Quote every entry below verbatim, leaving the pictures out.

[Named-object pointing records]

>> BEGIN

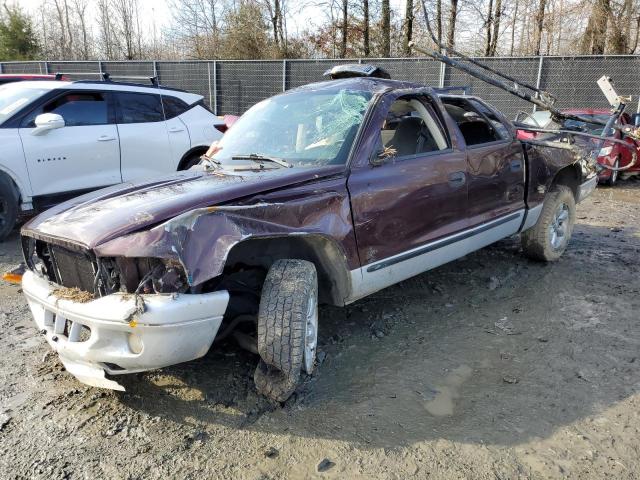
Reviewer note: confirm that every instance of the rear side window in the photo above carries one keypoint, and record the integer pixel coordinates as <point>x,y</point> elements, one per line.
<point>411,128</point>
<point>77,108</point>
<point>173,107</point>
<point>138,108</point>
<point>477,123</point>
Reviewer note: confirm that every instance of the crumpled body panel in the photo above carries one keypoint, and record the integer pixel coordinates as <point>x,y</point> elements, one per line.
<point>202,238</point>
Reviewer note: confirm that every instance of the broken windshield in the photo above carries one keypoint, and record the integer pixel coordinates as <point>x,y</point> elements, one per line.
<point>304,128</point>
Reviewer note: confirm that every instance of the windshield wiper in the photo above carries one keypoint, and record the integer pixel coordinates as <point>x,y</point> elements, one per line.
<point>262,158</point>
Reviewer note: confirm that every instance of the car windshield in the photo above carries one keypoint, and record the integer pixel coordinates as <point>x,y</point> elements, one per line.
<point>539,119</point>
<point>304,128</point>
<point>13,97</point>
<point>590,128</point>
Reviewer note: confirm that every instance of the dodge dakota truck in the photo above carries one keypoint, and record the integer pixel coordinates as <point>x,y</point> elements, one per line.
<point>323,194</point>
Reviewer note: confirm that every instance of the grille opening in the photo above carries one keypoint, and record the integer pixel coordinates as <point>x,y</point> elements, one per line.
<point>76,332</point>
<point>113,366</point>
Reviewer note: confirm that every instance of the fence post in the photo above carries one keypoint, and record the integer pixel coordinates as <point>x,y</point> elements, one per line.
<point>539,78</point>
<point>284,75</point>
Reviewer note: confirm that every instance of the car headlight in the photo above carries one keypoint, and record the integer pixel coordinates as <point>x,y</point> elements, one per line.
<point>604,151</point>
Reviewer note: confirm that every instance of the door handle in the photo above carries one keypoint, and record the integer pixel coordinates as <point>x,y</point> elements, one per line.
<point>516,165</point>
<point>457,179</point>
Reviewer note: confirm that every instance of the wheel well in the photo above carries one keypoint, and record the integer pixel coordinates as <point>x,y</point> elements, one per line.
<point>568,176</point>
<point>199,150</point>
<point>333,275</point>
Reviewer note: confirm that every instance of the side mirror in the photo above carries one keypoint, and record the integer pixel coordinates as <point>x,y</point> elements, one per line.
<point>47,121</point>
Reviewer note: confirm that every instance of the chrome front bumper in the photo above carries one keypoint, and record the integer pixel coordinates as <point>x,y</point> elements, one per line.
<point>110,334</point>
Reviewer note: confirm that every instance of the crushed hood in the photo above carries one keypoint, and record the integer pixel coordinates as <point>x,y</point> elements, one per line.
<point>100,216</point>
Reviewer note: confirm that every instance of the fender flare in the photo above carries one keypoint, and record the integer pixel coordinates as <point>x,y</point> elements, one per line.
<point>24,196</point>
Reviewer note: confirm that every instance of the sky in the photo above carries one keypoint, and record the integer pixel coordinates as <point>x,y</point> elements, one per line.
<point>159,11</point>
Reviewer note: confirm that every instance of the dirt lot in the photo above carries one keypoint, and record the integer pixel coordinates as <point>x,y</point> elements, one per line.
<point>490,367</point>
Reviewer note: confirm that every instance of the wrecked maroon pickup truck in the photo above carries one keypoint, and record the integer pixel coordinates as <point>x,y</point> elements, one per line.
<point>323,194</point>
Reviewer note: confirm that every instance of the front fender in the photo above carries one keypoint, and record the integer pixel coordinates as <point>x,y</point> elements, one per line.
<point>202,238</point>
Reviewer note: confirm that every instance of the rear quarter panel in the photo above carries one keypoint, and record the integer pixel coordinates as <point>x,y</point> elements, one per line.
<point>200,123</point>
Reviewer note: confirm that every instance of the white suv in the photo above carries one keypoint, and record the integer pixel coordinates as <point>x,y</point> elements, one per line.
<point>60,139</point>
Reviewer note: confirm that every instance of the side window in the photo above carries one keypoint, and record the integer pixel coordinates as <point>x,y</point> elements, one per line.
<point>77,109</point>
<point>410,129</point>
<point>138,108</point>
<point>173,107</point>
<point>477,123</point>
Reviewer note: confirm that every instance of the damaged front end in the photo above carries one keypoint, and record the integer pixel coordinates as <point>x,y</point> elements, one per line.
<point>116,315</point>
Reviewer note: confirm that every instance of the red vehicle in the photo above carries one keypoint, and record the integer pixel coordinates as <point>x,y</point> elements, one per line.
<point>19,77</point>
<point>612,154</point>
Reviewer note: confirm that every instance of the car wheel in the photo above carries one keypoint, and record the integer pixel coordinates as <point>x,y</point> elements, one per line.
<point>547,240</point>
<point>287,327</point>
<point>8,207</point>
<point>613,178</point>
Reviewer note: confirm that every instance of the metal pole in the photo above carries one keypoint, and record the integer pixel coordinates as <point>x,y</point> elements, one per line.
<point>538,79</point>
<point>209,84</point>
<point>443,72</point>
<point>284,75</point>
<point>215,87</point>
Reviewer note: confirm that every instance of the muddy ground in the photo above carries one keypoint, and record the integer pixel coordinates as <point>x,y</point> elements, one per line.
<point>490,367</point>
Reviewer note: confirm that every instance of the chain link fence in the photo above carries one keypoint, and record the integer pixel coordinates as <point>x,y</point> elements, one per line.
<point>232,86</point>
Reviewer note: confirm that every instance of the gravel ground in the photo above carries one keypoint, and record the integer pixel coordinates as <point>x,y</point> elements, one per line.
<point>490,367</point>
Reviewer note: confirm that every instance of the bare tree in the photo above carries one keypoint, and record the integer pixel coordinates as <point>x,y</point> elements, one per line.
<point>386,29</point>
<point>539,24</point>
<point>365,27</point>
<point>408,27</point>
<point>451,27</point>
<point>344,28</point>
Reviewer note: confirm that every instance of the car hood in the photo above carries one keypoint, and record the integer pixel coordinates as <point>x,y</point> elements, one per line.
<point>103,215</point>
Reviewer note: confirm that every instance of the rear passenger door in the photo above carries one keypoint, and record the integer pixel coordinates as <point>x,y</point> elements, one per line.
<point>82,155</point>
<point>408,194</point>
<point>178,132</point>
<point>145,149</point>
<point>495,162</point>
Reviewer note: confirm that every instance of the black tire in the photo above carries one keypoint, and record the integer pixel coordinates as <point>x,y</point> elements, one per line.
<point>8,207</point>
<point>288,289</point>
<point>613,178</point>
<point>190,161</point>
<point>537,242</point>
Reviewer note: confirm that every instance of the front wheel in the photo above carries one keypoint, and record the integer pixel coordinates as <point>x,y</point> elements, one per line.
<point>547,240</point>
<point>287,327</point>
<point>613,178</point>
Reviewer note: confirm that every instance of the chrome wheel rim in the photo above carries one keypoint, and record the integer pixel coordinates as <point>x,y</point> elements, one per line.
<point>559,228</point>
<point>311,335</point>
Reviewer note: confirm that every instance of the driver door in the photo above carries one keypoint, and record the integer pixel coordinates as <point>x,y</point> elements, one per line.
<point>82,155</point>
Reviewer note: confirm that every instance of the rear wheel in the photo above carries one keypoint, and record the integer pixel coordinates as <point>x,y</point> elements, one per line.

>> END

> SOLUTION BELOW
Reviewer note: confirm that every instance of the rear side window in the photo above carries one keypoint, and record the integer pixel coordinates as <point>x,y</point> elements, one per line.
<point>411,128</point>
<point>77,108</point>
<point>173,107</point>
<point>138,108</point>
<point>477,123</point>
Reviewer note: confirm that every instance of the crumpled body panel in the photo above carries one keypoint, and record the integer pixel coordinates as <point>x,y</point> elements, one per line.
<point>202,238</point>
Reviewer note: confirm that every instance of the broken windshield in the photo above carries one keypoint, and record the integer pixel coordinates as <point>x,y</point> elements, one per line.
<point>304,128</point>
Reviewer note: confirm that every instance of the windshield wiper in the photo above carries one keypoint, and record the integer pixel coordinates as <point>x,y</point> elements, one per line.
<point>262,158</point>
Reviewer note: confirm that every instance of the car windshield in the photo above carries one keypoint, and record the integer pixel coordinates as <point>x,y</point> elements, one per line.
<point>539,119</point>
<point>304,128</point>
<point>13,97</point>
<point>590,128</point>
Reviewer note: confirm that every instance of the dodge dakota truck in the photo above carries one keypoint, and record the integer pixel coordinates as <point>x,y</point> elements, one per line.
<point>323,194</point>
Reviewer note: confirm that every instance of the grille opening in the photo above carries one keypoint, and record the integer pixel coordinates as <point>x,y</point> elements, one per line.
<point>76,332</point>
<point>113,366</point>
Reviewer note: confirm that every instance of the fence post in the photo above carries one keypoint, and record the integer pixel coordinates as <point>x,y</point> elements, one per line.
<point>539,78</point>
<point>284,75</point>
Reviewer note: confirm that every instance of the car headlight in the photo above carries one keypoint, and record the integer pixel coordinates as <point>x,y</point> elements, one per line.
<point>604,151</point>
Reviewer note: confirm that every instance of the door handle in the photo above carries one keypoint, and record the integer pixel coordinates as <point>x,y</point> elements, one per line.
<point>516,165</point>
<point>457,179</point>
Reviewer note: confirm that every instance of the wheel well in the photo above carries one keypoint, and record the integer pixel coordinates as <point>x,y</point> elements, one per line.
<point>568,176</point>
<point>199,150</point>
<point>333,275</point>
Reviewer note: confirm that every instance of the side mirror in the photo above carries one keypoint, and record the integer pixel coordinates as <point>x,y</point> elements, one per line.
<point>47,121</point>
Reviewer note: confirm that every instance of the chrome front bumper in the photo above carries one keypoint, and record the integer pixel coordinates as <point>x,y</point> elements, one per line.
<point>110,334</point>
Reviewer note: confirm that every instance of the crushed hood in the photo above carries one keypoint, and record the integer pixel coordinates as <point>x,y</point> elements, one per line.
<point>100,216</point>
Reviewer note: confirm that every instance of the fender flare in the photo above carries one keypoint, and record the integer pixel coordinates as <point>x,y</point> elements, one per line.
<point>24,196</point>
Reviewer note: confirm that every instance of the sky in the photo above carries one keypoint, and record the integer pixel coordinates as <point>x,y</point> elements, one per line.
<point>159,11</point>
Reviewer note: confirm that every instance of the dirt lot in the photo above carries one keypoint, and record the integer pixel coordinates as <point>x,y</point> elements, one per line.
<point>490,367</point>
Reviewer note: confirm that every instance of the wrecked maroon pickup truck in the photo above carries one keypoint, and record the integer pixel coordinates as <point>x,y</point> elements, one per line.
<point>323,194</point>
Reviewer note: confirm that every instance of the front fender in the photo above carries one keypoint, and record the integer pixel coordinates as <point>x,y</point> elements, one per line.
<point>202,238</point>
Reviewer note: confirm that every instance of the rear quarter panel in the photo above carries one keypoint, and record the integer pixel coordinates as <point>x,y</point> elements, one per line.
<point>200,123</point>
Reviewer note: confirm that every instance of the white suv in the photo above carries one keypoint, and record the integer pixel coordinates as <point>x,y</point> elements, one per line.
<point>60,139</point>
Reviewer note: confirm that every instance of the side window in the photo above carries one keypoint, and record the integer pixel coordinates as <point>x,y</point> elements, one per line.
<point>77,109</point>
<point>410,129</point>
<point>138,108</point>
<point>173,107</point>
<point>477,123</point>
Reviewer note: confirm that every instance of the damaged front end in the photo above carries one keypoint, and record the integer pixel coordinates as <point>x,y</point> elements, one per line.
<point>116,315</point>
Reviewer note: confirm that every instance of the red vehicle in the photo above carries one keypoint, and record the integer pixel coordinates as <point>x,y</point> elements, one per line.
<point>19,77</point>
<point>612,154</point>
Reviewer note: confirm that every instance of the car wheel in the photo above carries one keypoint, and record the integer pixel coordinates as <point>x,y</point> elements, one per line.
<point>547,240</point>
<point>287,327</point>
<point>8,207</point>
<point>613,178</point>
Reviewer note: confirm that every instance of the metal pole in the photo above carries one keypoint, and record the integer pixel coordinates as <point>x,y</point> elements, one per line.
<point>538,79</point>
<point>209,84</point>
<point>443,72</point>
<point>284,75</point>
<point>215,87</point>
Reviewer note: confirm that every instance of the muddy ground in the photo above carries one keypoint, and record the integer pixel coordinates as <point>x,y</point> elements, one per line.
<point>490,367</point>
Reviewer note: confirm that every instance of the chain link fence in the photo above carries one keypoint, and record the integer pixel coordinates as <point>x,y</point> elements, one per line.
<point>232,86</point>
Reviewer note: confirm that every instance of the gravel ground in the photo above carries one keypoint, and record the integer pixel coordinates as <point>x,y</point> elements, one per line.
<point>490,367</point>
Reviewer note: confirm that every instance of the bare tree in the photo above carries one keypoint, and record the integer pixel coordinates as <point>x,y</point> elements, one per line.
<point>386,29</point>
<point>539,24</point>
<point>365,27</point>
<point>408,27</point>
<point>451,27</point>
<point>344,28</point>
Reviewer note: confirm that every instance of the car hood in the photo above carries one keypoint, and record the integer pixel coordinates as <point>x,y</point> elements, one per line.
<point>103,215</point>
Reviewer note: confirm that every instance of the rear passenger door in the photo above carries one keypoint, and record the integer pixel coordinates as <point>x,y</point> elements, one per line.
<point>82,155</point>
<point>408,194</point>
<point>178,132</point>
<point>145,149</point>
<point>495,162</point>
Reviewer note: confirm that every instance of the black tire in the photo above carries one keypoint, and record the integer pixel coordinates as <point>x,y</point> elements, one per line.
<point>8,207</point>
<point>288,289</point>
<point>613,178</point>
<point>190,161</point>
<point>537,242</point>
Reviewer note: confirm that every instance of the front wheel in the photo above carries one keypoint, and record the integer pixel coordinates as <point>x,y</point> elements, one per line.
<point>547,240</point>
<point>287,327</point>
<point>613,178</point>
Reviewer note: confirm that every instance of the chrome wheel rim in the photo above carries one keypoint, and record the integer pixel coordinates as <point>x,y</point> elements, one per line.
<point>559,228</point>
<point>311,335</point>
Reviewer note: confirm that every instance of the driver door in the photo above carries one keypoint, and record the integer pixel coordinates as <point>x,y</point> elements, one per line.
<point>82,155</point>
Reviewer note: confirm that every instance of the rear wheel in the photo above carries one keypoint, and record the integer pixel coordinates as <point>x,y</point> elements, one per line.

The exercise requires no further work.